**Your goal**
Switch "lamp post" to "street light" throughout the records below and give them again with nothing else changed.

(Dataset excerpt)
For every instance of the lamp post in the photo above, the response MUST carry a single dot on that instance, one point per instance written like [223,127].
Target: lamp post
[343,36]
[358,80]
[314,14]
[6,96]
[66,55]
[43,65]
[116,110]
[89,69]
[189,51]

**Answer in full**
For every instance of the street light in the photo above, the response MUST carry a single dot on that instance, one point per instance written like [223,127].
Target: street light
[343,36]
[358,80]
[314,14]
[6,96]
[66,55]
[43,65]
[116,110]
[89,69]
[189,51]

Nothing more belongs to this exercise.